* Stored data

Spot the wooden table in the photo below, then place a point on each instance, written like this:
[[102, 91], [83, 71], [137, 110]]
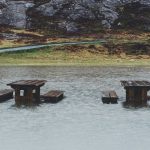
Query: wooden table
[[136, 91], [27, 91]]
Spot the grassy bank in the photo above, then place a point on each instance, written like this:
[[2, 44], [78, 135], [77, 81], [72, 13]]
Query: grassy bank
[[73, 56], [123, 48]]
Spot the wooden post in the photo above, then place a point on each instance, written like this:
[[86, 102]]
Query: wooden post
[[17, 97], [37, 95], [144, 96], [130, 95], [29, 97]]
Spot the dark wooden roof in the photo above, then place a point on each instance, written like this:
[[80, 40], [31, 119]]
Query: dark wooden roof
[[135, 83], [34, 83]]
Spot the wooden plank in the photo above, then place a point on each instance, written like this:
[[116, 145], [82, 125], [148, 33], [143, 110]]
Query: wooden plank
[[113, 94], [105, 94], [28, 83], [53, 96], [109, 97], [6, 94], [135, 83]]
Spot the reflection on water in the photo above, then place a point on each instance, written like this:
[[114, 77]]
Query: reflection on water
[[80, 121]]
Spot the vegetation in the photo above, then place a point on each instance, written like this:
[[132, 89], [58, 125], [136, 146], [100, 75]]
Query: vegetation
[[122, 48]]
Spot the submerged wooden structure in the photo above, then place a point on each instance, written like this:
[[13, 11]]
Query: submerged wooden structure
[[53, 96], [6, 94], [136, 92], [109, 97], [27, 92]]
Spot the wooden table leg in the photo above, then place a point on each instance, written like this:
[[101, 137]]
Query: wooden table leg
[[29, 97], [129, 95], [37, 95], [17, 97], [144, 96]]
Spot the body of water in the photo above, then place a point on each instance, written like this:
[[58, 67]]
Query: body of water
[[79, 122]]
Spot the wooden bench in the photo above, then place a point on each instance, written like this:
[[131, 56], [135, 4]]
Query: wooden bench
[[109, 97], [53, 96], [6, 94]]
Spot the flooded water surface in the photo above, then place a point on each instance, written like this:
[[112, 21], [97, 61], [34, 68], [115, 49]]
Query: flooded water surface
[[80, 121]]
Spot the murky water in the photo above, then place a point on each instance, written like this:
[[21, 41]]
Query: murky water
[[80, 121]]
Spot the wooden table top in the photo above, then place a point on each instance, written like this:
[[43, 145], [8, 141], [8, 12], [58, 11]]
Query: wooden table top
[[28, 83], [135, 83]]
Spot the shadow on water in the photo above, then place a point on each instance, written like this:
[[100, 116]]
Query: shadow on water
[[134, 106]]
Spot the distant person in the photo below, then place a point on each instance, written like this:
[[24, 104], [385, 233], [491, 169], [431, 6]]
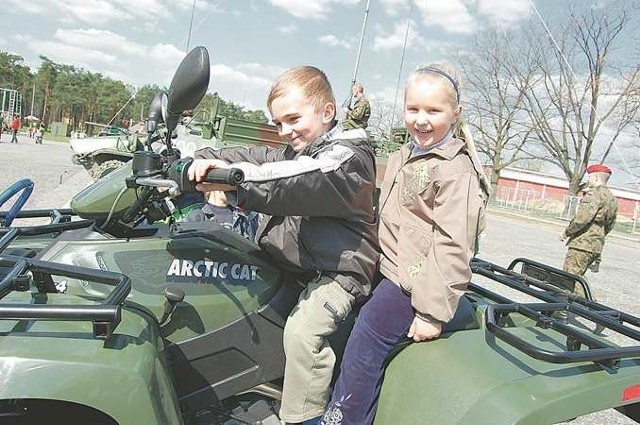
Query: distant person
[[38, 135], [594, 219], [15, 126], [358, 110]]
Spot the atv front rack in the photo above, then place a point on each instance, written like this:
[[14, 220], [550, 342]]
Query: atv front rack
[[25, 273], [558, 304]]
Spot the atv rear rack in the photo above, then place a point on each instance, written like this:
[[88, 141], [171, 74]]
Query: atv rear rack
[[558, 303]]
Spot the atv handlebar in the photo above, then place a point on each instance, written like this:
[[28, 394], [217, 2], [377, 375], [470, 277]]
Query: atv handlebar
[[230, 176]]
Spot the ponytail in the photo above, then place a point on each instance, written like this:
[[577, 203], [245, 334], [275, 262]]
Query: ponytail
[[461, 130]]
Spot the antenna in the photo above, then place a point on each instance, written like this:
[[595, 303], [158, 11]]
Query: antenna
[[404, 48]]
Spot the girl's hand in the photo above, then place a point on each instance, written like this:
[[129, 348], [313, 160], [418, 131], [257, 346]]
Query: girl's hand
[[421, 329]]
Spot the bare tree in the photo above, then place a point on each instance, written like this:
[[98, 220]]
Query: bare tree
[[579, 90], [495, 101]]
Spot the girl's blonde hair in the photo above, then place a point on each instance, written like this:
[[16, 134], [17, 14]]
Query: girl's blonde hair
[[313, 83], [449, 77]]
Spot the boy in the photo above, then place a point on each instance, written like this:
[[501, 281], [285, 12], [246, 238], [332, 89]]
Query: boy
[[317, 194]]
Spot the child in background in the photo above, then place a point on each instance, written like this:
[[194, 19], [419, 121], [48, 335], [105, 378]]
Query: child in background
[[431, 212]]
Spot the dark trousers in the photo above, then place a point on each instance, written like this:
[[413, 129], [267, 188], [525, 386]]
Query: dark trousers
[[383, 322]]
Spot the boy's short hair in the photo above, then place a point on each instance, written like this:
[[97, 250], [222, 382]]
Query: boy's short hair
[[311, 80]]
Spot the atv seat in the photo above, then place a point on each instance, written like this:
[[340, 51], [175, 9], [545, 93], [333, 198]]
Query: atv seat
[[464, 319]]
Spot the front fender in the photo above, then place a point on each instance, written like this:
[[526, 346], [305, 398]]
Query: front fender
[[125, 377]]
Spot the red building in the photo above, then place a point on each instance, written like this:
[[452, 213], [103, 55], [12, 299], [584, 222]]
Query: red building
[[532, 190]]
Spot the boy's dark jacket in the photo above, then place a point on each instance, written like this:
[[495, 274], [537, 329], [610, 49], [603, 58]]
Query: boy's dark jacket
[[318, 202]]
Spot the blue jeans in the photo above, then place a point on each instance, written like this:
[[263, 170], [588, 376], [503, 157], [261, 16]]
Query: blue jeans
[[383, 322]]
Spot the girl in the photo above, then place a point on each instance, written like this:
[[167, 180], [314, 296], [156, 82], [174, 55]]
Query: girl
[[431, 211]]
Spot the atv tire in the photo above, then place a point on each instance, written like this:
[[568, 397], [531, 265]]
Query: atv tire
[[101, 170]]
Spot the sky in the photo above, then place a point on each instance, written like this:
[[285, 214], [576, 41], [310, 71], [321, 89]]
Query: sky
[[251, 42]]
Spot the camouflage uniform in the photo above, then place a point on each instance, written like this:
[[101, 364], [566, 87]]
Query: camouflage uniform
[[594, 219], [358, 116]]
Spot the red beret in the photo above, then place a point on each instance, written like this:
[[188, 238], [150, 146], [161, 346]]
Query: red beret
[[598, 168]]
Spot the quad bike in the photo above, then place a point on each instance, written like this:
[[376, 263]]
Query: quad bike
[[112, 314]]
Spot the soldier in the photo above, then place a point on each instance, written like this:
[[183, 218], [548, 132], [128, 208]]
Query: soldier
[[358, 111], [594, 219]]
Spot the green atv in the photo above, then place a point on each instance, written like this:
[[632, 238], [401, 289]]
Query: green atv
[[114, 314]]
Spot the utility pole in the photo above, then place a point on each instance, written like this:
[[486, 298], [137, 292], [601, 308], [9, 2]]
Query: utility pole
[[193, 9], [33, 97], [364, 26]]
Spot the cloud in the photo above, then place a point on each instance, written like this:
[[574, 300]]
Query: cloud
[[311, 9], [110, 54], [288, 29], [101, 13], [452, 16], [333, 41], [506, 13], [385, 41], [224, 74], [394, 7]]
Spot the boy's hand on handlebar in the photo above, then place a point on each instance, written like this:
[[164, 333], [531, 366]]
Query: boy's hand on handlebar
[[210, 187], [200, 168], [421, 329]]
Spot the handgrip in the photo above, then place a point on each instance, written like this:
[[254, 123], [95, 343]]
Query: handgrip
[[230, 176]]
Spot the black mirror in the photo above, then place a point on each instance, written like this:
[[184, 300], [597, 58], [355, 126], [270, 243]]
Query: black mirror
[[189, 85]]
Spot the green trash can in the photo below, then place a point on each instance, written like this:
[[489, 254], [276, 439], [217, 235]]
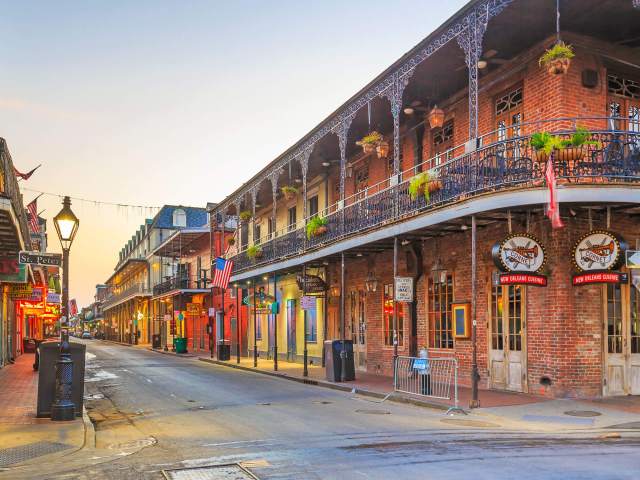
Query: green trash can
[[181, 344]]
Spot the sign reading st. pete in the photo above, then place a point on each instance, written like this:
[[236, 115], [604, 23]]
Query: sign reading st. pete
[[37, 258]]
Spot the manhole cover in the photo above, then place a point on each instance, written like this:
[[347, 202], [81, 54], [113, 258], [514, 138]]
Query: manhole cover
[[9, 456], [582, 413], [211, 472], [373, 412], [141, 443], [469, 423]]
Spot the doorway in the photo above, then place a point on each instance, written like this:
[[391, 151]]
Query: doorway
[[622, 347], [358, 329], [507, 339]]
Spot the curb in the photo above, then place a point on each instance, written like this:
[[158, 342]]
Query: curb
[[394, 397]]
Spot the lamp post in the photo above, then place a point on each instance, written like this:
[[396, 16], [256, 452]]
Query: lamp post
[[63, 408]]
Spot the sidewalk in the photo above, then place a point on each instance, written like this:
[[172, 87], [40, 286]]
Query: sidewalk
[[23, 437], [506, 409], [377, 385]]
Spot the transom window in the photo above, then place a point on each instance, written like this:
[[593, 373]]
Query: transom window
[[509, 101], [440, 300], [388, 317]]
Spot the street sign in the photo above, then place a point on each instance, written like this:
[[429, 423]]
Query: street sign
[[37, 258], [404, 289], [633, 258], [307, 302]]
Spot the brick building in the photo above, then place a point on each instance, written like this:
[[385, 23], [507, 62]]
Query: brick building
[[483, 227]]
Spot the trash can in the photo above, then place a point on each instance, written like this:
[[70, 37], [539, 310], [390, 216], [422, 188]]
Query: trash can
[[180, 344], [333, 360], [49, 353], [224, 350]]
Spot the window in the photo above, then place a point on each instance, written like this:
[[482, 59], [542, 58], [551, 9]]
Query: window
[[179, 218], [313, 206], [292, 218], [442, 139], [312, 325], [624, 103], [388, 317], [440, 300], [508, 111]]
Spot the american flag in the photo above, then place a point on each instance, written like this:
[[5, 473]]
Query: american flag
[[223, 273], [33, 216], [553, 210]]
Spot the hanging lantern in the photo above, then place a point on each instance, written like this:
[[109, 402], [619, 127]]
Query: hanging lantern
[[371, 283], [436, 117]]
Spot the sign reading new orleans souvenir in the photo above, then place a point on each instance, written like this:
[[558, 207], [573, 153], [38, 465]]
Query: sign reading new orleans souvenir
[[598, 250], [520, 252]]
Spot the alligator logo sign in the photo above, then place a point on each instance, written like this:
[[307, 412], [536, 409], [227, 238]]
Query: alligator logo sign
[[519, 253], [597, 250]]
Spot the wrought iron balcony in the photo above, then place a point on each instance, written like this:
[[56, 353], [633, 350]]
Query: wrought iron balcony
[[9, 188], [179, 283], [122, 295], [506, 161]]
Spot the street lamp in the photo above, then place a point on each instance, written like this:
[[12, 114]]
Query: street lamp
[[63, 408]]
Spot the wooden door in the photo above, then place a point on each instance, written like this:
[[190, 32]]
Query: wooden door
[[358, 329], [507, 352], [622, 346]]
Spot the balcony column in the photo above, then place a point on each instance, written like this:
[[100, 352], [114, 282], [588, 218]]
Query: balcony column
[[273, 177], [470, 40], [343, 131], [254, 196], [304, 166]]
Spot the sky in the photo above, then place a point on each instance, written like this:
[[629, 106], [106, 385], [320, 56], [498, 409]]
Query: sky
[[177, 102]]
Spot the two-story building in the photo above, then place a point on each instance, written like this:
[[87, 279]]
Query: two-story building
[[14, 236], [454, 193]]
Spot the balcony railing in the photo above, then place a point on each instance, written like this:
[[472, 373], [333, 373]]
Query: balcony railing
[[135, 290], [9, 188], [179, 283], [509, 163]]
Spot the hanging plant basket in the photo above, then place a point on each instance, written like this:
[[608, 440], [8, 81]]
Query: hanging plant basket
[[289, 192], [436, 117], [245, 216], [370, 142], [382, 149], [557, 59]]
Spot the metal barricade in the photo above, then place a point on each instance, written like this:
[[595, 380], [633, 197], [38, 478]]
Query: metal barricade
[[429, 377]]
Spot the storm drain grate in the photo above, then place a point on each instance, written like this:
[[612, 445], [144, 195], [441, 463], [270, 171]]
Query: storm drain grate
[[232, 471], [10, 456]]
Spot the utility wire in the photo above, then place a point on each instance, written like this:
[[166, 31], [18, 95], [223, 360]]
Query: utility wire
[[87, 200]]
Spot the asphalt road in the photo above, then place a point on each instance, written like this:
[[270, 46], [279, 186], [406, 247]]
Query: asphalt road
[[192, 413]]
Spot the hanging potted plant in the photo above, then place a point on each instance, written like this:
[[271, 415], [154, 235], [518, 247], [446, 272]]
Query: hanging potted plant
[[382, 149], [316, 226], [369, 142], [254, 252], [425, 184], [557, 59], [289, 192], [436, 117], [564, 149], [245, 216]]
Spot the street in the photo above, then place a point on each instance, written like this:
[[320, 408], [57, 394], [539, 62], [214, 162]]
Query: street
[[189, 413]]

* Task details
In the listing above, find the line with "Query: handgrip" and the line with "Spot the brick". Set down both and every line between them, minus the pictures.

* Exercise output
Query: handgrip
[[230, 176]]
Spot the black mirror in the photo above, then place a point on each instance, written like this:
[[184, 300], [597, 58], [355, 126], [270, 243]]
Query: black mirror
[[189, 85]]
Spot the green trash can in the photo below, then place a point on each instance, written like this:
[[489, 254], [276, 439], [217, 235]]
Query: green trash can
[[181, 344]]
Spot the sign reading st. pete in the photo above, then place a point on each instance, written like this:
[[236, 115], [604, 23]]
Query: sign reading st. pete
[[37, 258]]
Spot the manhole cover in the photo above, then place a point on each instance, written like this:
[[347, 202], [81, 54], [113, 258], [514, 138]]
Query: manhole cover
[[9, 456], [582, 413], [211, 472], [373, 412], [141, 443], [469, 423]]
Spot the doorway in the photo above, then place a point on each instance, written like this:
[[391, 151]]
Query: doorway
[[622, 347], [358, 329], [507, 339]]
Spot the curb in the photo above, then place a point on each instance, written like this:
[[158, 342]]
Query: curb
[[394, 397]]
Spot the lamp post in the photo above, then place a point on each instance, written like this:
[[396, 16], [256, 452]]
Query: lamp post
[[63, 408]]
Spot the sidewalk in the photo above, then place a point on each instance, written like this:
[[172, 87], [40, 286]]
Query: sidewalk
[[23, 437], [506, 409], [377, 385]]
Spot the transom window in the photo above, then place a point on each instance, written like this:
[[593, 373]]
Query: transom window
[[509, 101], [440, 300], [388, 317]]
Spot the street sign in the photo above, then place a point on each instance, written like this:
[[429, 423]]
Query: street sign
[[37, 258], [404, 289], [633, 258], [307, 302]]
Spot the brick building in the photo above, then place a point on each instance, written like this:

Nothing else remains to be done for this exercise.